◆ WHAT YOU HAVE TO DO ◆
Lines that include "wall" make up the answer; copy all of them from the data below.

==== PROVIDED RECORDS

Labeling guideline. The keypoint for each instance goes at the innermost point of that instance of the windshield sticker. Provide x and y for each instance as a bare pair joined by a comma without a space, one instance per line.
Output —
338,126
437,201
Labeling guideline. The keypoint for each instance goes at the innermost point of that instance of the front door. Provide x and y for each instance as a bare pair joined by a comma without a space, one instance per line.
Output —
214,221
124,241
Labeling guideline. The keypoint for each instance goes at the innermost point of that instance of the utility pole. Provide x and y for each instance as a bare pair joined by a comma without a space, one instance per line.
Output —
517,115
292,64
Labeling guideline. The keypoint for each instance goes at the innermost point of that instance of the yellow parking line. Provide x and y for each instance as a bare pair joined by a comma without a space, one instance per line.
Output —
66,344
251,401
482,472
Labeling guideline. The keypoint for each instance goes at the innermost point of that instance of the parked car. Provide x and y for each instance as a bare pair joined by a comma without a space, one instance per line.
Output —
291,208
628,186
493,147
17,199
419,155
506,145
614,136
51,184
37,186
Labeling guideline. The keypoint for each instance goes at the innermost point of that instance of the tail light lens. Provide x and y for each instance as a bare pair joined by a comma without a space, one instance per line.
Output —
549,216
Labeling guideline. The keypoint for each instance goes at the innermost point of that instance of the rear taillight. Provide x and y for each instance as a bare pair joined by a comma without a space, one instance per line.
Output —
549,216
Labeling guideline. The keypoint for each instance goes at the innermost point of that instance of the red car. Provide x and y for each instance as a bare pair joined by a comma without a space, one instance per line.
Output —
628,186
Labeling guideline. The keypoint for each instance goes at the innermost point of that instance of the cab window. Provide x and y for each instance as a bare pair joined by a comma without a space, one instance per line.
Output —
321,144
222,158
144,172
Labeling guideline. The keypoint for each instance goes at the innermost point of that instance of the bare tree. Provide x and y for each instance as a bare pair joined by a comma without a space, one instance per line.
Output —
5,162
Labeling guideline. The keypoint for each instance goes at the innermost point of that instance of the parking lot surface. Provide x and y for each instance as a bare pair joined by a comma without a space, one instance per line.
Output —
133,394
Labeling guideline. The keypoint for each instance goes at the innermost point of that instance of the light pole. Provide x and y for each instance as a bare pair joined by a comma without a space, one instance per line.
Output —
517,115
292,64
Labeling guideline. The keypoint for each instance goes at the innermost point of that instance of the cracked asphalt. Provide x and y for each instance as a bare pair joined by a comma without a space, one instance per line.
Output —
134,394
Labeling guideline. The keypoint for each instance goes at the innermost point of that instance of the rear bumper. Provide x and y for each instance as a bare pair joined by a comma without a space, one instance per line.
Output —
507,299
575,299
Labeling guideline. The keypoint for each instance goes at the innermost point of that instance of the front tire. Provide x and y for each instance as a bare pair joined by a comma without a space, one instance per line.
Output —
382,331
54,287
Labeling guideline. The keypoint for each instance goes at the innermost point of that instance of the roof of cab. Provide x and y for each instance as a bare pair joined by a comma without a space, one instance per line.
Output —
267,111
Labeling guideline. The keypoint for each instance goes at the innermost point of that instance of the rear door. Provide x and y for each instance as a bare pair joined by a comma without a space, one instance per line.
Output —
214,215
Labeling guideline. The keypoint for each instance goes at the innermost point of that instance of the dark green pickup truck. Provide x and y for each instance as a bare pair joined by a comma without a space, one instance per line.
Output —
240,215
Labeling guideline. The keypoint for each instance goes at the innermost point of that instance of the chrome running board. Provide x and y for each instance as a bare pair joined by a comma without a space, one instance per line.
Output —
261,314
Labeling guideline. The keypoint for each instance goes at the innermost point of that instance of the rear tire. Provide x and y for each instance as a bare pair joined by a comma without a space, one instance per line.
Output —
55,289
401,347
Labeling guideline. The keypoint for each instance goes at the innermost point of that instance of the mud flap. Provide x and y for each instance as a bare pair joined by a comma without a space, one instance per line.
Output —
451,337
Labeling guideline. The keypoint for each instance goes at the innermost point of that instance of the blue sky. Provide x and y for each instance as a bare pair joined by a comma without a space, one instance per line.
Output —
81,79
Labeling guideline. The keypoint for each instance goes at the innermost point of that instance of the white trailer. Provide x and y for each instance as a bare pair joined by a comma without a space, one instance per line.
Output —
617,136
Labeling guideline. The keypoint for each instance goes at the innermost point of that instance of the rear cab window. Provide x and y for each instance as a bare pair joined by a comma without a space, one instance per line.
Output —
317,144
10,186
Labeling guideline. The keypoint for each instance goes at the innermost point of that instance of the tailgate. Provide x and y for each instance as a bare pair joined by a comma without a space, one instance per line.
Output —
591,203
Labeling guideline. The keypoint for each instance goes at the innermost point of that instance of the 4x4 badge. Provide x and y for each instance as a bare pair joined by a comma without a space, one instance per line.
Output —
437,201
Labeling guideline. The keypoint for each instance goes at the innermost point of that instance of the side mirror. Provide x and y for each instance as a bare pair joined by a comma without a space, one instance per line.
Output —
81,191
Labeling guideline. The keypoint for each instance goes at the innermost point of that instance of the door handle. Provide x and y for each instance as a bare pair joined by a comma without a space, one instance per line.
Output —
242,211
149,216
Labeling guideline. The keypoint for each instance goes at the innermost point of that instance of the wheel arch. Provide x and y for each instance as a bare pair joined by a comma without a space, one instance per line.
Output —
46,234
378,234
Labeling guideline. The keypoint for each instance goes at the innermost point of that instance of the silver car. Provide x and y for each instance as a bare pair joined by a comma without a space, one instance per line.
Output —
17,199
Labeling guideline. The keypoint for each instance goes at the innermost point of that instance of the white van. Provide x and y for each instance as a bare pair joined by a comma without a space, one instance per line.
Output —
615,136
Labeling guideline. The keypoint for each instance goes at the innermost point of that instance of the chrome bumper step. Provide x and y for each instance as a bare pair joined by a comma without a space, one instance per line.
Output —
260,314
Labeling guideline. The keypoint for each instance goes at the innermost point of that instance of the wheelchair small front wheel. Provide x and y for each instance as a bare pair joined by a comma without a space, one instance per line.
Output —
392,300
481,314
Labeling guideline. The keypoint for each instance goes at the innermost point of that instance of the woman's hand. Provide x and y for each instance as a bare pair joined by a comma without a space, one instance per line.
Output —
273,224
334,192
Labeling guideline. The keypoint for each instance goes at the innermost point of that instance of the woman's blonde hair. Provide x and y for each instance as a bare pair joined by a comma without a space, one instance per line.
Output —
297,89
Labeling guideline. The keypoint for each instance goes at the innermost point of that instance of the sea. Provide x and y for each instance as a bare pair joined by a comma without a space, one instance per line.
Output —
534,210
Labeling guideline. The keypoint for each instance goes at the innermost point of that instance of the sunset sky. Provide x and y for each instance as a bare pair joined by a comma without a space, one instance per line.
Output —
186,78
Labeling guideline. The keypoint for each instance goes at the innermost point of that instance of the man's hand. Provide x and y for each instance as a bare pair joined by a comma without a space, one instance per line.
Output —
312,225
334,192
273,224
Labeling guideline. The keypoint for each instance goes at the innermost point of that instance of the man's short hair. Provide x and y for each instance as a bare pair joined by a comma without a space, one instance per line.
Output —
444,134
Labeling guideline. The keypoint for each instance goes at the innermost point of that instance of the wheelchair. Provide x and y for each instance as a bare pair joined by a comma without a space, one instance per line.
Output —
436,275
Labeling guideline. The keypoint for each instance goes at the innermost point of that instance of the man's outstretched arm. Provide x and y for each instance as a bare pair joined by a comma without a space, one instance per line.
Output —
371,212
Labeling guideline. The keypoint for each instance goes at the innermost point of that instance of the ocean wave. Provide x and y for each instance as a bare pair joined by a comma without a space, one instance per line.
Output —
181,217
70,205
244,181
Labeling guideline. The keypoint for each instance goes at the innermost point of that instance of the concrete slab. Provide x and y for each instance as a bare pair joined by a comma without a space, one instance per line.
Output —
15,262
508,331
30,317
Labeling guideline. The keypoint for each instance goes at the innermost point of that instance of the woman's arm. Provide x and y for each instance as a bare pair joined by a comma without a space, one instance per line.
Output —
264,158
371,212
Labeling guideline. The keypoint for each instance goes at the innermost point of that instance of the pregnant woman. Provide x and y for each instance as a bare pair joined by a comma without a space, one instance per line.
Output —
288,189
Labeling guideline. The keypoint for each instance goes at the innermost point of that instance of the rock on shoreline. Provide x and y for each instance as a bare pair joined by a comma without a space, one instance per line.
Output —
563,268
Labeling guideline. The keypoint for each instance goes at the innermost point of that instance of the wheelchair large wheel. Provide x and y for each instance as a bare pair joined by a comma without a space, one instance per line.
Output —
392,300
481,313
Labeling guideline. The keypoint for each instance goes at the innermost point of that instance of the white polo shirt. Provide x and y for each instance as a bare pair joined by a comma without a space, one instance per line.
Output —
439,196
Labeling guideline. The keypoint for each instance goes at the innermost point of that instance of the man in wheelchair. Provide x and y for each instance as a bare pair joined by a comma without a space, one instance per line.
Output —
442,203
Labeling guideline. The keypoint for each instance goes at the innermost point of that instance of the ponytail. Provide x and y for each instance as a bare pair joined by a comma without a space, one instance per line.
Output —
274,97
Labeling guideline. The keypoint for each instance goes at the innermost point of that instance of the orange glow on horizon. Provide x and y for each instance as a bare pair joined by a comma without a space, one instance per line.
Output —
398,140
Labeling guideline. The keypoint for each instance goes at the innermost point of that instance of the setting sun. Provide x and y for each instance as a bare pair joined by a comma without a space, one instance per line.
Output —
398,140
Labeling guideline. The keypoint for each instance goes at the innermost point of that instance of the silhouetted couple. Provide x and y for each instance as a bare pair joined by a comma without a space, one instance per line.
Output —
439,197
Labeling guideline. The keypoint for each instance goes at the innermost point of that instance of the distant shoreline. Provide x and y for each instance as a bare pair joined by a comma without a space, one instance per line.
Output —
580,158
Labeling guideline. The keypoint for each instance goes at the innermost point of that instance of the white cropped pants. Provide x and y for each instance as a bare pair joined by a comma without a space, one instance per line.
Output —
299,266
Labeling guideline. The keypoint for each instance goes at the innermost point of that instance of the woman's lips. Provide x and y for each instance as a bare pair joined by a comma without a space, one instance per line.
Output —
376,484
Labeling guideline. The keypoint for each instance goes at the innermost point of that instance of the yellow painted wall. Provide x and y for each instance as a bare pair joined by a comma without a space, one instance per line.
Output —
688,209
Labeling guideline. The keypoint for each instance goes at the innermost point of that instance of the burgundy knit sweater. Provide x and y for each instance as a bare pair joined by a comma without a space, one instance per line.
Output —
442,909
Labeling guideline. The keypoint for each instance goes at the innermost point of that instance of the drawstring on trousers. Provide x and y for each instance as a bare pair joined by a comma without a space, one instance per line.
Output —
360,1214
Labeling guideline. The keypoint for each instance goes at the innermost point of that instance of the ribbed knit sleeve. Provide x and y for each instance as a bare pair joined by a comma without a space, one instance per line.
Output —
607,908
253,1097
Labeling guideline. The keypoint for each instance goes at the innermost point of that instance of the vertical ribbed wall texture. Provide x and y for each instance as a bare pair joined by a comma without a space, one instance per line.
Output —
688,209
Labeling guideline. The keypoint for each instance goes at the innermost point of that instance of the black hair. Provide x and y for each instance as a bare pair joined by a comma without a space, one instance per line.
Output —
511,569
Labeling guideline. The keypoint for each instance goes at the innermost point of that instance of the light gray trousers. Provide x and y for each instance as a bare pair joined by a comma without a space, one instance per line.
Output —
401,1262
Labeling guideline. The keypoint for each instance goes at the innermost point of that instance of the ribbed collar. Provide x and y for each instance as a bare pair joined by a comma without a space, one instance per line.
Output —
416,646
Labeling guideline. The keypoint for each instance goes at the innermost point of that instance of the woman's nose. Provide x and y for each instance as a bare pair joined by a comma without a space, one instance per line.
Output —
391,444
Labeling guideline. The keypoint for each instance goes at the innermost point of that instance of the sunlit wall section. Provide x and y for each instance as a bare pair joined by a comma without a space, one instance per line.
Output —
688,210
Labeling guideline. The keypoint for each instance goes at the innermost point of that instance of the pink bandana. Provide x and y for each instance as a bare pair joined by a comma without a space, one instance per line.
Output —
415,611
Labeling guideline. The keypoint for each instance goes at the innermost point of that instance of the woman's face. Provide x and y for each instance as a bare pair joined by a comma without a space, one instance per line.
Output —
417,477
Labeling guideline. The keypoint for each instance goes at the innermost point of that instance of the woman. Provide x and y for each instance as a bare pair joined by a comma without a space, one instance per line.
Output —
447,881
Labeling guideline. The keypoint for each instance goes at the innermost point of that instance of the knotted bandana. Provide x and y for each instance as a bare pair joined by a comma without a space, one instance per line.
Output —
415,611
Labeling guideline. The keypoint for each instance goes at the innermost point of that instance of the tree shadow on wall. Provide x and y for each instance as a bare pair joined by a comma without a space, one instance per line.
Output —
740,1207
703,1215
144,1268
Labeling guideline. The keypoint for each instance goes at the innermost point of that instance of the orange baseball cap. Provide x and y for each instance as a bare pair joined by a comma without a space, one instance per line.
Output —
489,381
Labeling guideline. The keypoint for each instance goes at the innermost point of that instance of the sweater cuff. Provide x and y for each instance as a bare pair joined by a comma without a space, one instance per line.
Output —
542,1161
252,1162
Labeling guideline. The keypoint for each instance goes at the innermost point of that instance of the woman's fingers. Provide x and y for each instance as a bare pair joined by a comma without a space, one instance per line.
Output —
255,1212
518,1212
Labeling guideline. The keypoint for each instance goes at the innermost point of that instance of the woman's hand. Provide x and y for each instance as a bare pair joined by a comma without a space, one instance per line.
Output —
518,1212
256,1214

========

◆ RESPONSE BOX ◆
Labeling guideline. The keypoint for each instance goes at the innermost point of that instance of the yellow painted wall. Provide x and y for each instance as a bare pair joined by a comma without a space, one instance per line.
Labeling guideline. The keypoint for each instance goes at the innermost point of that instance of the vertical ribbed wall texture. Provide x and y for each instance as a bare pair joined by a comma without a space, one instance per line.
Labeling guideline. The keypoint for each instance goes at the innermost point of that instance of the sunlit wall section. Provide x and y for each instance as a bare pair joined by a comma without a space, one instance per line.
Labeling guideline. The keypoint for each instance goes at the innermost point of that instance of the tree shadow on wall. Provide x and y for each instance as a bare pair joined by a comma without a space, one instance per line.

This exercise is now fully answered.